# [What you need to do]
Beginning with the first line below, output every record verbatim and leave out the images.

# [Dataset excerpts]
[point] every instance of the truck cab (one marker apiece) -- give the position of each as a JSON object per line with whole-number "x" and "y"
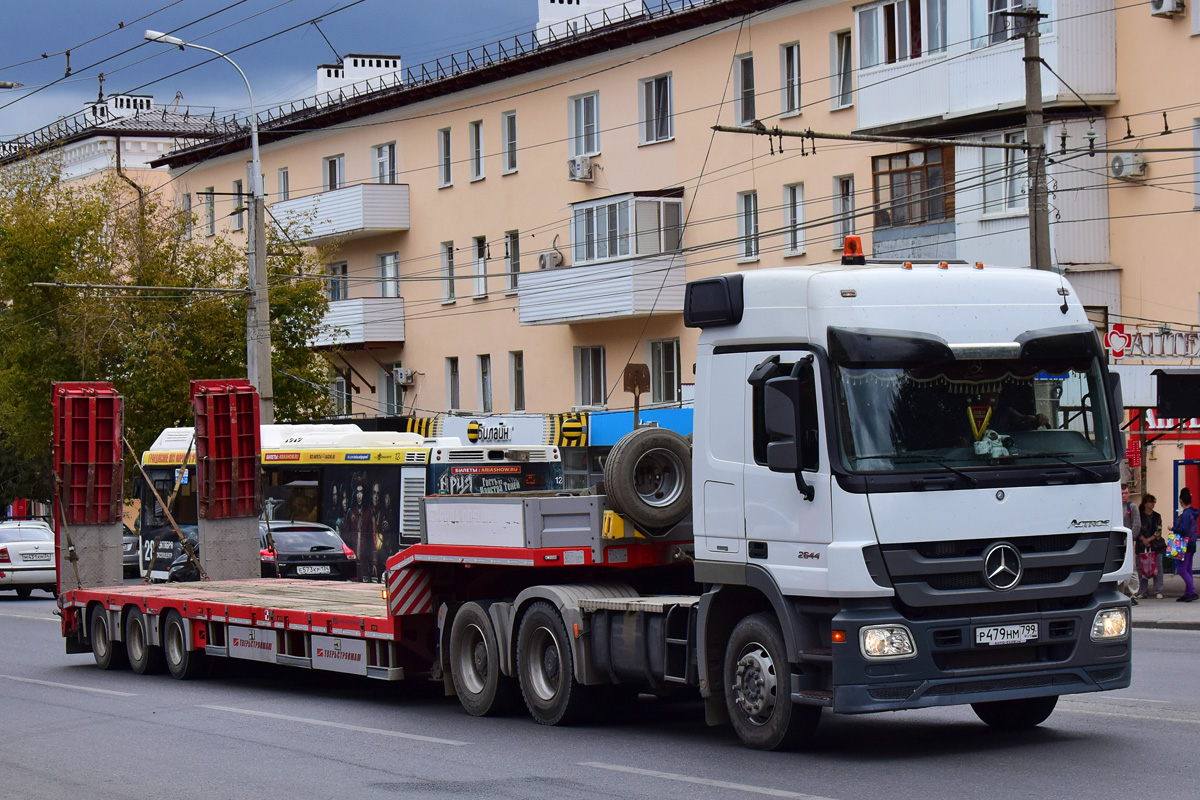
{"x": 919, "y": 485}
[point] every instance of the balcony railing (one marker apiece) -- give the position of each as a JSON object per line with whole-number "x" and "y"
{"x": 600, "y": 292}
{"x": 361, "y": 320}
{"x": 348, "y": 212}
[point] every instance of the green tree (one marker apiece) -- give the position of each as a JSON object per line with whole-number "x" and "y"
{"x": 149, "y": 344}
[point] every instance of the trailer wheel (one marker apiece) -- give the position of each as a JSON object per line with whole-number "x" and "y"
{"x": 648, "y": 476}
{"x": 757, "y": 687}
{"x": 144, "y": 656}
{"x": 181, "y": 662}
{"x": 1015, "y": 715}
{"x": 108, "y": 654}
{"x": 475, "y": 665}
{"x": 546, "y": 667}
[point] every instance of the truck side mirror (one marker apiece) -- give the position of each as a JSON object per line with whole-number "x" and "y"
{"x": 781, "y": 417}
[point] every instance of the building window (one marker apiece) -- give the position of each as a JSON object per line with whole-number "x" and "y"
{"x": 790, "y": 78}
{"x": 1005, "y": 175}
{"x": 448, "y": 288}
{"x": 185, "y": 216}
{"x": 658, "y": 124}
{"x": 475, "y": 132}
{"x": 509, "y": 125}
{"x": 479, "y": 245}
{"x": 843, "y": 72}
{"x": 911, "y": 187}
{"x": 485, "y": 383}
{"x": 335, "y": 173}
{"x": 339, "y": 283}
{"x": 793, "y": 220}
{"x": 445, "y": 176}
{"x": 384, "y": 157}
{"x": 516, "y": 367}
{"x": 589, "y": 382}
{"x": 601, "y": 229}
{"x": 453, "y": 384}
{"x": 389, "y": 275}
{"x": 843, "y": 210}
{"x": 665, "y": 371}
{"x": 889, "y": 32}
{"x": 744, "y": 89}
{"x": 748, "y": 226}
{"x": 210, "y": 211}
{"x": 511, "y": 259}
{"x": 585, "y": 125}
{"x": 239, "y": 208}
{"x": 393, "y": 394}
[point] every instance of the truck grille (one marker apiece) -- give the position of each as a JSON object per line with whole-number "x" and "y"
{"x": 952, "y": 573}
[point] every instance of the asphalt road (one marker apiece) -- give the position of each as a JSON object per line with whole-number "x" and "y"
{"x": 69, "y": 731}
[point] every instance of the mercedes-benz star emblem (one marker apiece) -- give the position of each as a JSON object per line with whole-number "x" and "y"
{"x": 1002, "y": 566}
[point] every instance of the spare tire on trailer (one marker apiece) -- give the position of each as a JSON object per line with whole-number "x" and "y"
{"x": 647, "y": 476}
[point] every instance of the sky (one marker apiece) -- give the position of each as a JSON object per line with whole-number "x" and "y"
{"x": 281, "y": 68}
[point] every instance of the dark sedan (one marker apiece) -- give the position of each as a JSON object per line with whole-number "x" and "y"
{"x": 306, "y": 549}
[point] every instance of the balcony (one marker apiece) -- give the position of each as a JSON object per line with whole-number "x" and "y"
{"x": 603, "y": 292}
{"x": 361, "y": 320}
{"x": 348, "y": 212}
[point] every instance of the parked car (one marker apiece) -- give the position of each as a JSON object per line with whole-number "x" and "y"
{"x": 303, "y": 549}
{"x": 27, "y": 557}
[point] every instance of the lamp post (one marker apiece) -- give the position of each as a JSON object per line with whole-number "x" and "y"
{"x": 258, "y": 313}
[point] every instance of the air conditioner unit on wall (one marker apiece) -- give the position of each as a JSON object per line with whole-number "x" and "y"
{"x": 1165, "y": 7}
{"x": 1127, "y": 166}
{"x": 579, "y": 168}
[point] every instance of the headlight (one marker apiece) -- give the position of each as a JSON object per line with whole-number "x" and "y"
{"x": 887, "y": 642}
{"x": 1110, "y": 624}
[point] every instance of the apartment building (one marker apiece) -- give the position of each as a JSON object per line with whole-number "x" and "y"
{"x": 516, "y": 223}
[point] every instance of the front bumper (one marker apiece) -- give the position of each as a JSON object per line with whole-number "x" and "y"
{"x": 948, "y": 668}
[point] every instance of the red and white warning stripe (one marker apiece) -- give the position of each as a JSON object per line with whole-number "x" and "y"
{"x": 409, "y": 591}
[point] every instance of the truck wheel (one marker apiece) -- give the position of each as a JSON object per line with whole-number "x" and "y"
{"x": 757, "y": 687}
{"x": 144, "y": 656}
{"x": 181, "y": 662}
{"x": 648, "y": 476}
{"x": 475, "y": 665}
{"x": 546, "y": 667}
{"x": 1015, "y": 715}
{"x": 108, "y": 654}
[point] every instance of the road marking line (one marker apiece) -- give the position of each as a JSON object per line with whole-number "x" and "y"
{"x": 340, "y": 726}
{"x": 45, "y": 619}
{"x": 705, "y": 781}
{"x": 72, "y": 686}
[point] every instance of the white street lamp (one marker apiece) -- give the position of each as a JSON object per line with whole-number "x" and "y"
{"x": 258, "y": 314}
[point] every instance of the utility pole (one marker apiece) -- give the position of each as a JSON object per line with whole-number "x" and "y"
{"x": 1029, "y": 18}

# [Answer for the task]
[point] every instance of the truck cab (one marker apiece) -- give the position of each as a JSON object per line with whole-number "x" and "y"
{"x": 919, "y": 485}
[point] every instance of the balcony railing (one marker apiece) -- give the position of each as a JSON object per line with whole-number "x" and "y"
{"x": 600, "y": 292}
{"x": 361, "y": 320}
{"x": 348, "y": 212}
[point] every instance of the green tree (one marker apiece) -- give the position of each as a JSON object per line with whole-number "x" and "y"
{"x": 149, "y": 344}
[point] every instance of the trailer wheel (one marker apiece) -- give the position of each as a JSON object per line with whole-number "x" and "y"
{"x": 648, "y": 476}
{"x": 757, "y": 687}
{"x": 144, "y": 656}
{"x": 181, "y": 662}
{"x": 1015, "y": 715}
{"x": 108, "y": 654}
{"x": 475, "y": 665}
{"x": 546, "y": 667}
[point] every instance of the truck side mirror (one marker apiece) -- give the position of each as a JSON object per line with whole-number "x" and "y"
{"x": 781, "y": 417}
[point] every instance of the building window (one marker apiece) -- give the position of each as a JSON object per line with whole-number "x" and "y"
{"x": 790, "y": 78}
{"x": 1005, "y": 175}
{"x": 448, "y": 288}
{"x": 185, "y": 216}
{"x": 658, "y": 124}
{"x": 475, "y": 132}
{"x": 509, "y": 125}
{"x": 479, "y": 245}
{"x": 843, "y": 72}
{"x": 911, "y": 187}
{"x": 485, "y": 383}
{"x": 335, "y": 173}
{"x": 339, "y": 283}
{"x": 793, "y": 220}
{"x": 445, "y": 176}
{"x": 384, "y": 157}
{"x": 516, "y": 367}
{"x": 589, "y": 382}
{"x": 601, "y": 229}
{"x": 453, "y": 384}
{"x": 389, "y": 275}
{"x": 843, "y": 210}
{"x": 665, "y": 371}
{"x": 889, "y": 32}
{"x": 744, "y": 89}
{"x": 748, "y": 226}
{"x": 210, "y": 211}
{"x": 511, "y": 259}
{"x": 585, "y": 125}
{"x": 239, "y": 208}
{"x": 393, "y": 394}
[point] every instance of the truck grille (one marker apiece) -- give the position of each as a JSON object per line with whole-number "x" and "y"
{"x": 952, "y": 573}
[point] every instance of the asphalt road (one marker apiece) -- give the position of each as a JSON object per line with whole-number "x" and "y"
{"x": 69, "y": 731}
[point] every instance of the mercedes-benz star emblem (one marker apiece) -- give the position of each as a JSON object per line with whole-number "x" and "y"
{"x": 1002, "y": 566}
[point] every instance of the spare tire on trailer (one marker apiece) -- give the position of each as a JSON object per line with whole-number "x" and "y"
{"x": 647, "y": 476}
[point] every instance of the sky (one marker apiece) -- give the position of each as a JSON object per line with whole-number "x" and "y"
{"x": 281, "y": 68}
[point] every instance of the dark sedan (one marker apiece) -- give the position of each as a JSON object per line with whole-number "x" and "y"
{"x": 306, "y": 549}
[point] every instance of the balcony (one marker apiece) -- give the position of each as a JSON object per line with whole-number "x" and "y"
{"x": 603, "y": 292}
{"x": 361, "y": 320}
{"x": 348, "y": 212}
[point] every instance of the parked car (one marker apiece) -- give the position of each as a JSON object per line with whole-number "x" and "y"
{"x": 303, "y": 549}
{"x": 27, "y": 557}
[point] every instance of the lamp post (one marker apiece) -- give the position of each as a JSON object per line with whole-number "x" and "y"
{"x": 258, "y": 313}
[point] every instance of the air conditioner unit on wall (one marker apiece) -- give the position of each as a JSON object per line with whole-number "x" and "y"
{"x": 1165, "y": 7}
{"x": 1127, "y": 166}
{"x": 579, "y": 168}
[point] every instance of the headlight (one marker apiece) -- give the position of each as a JSON object per line with whole-number "x" and "y"
{"x": 887, "y": 642}
{"x": 1110, "y": 624}
[point] every instance of the apartment building (one marker apiece) -- give the position of each as a JSON object per line with whole-number "x" and "y"
{"x": 516, "y": 223}
[point] every instance of the front bumper (one marker apiece) -- give the position of each as a JSON object per line with whole-number "x" and "y"
{"x": 948, "y": 668}
[point] every instance of the red and white warning stripe (one marker apiece) -- give the position of each as a JSON object per line with whole-number "x" and "y"
{"x": 409, "y": 591}
[point] every instance of the truck wheel (one marker apiece) -- give the position of each as a JSON object per line with whole-number "x" and "y"
{"x": 757, "y": 687}
{"x": 144, "y": 656}
{"x": 181, "y": 662}
{"x": 648, "y": 476}
{"x": 475, "y": 665}
{"x": 546, "y": 667}
{"x": 1015, "y": 715}
{"x": 108, "y": 654}
[point] every instance of the road marking line (one marker apiece) -- give the position of each as a JSON object per line with whole-number "x" and "y"
{"x": 340, "y": 726}
{"x": 45, "y": 619}
{"x": 705, "y": 781}
{"x": 72, "y": 686}
[point] every instance of the white street lamp (one marker apiece) -- give the position of each as a JSON object per line with whole-number "x" and "y"
{"x": 258, "y": 314}
[point] every instance of the utility pole (one marker apiece) -- give the position of each as a JSON object per line with whole-number "x" and "y"
{"x": 1029, "y": 18}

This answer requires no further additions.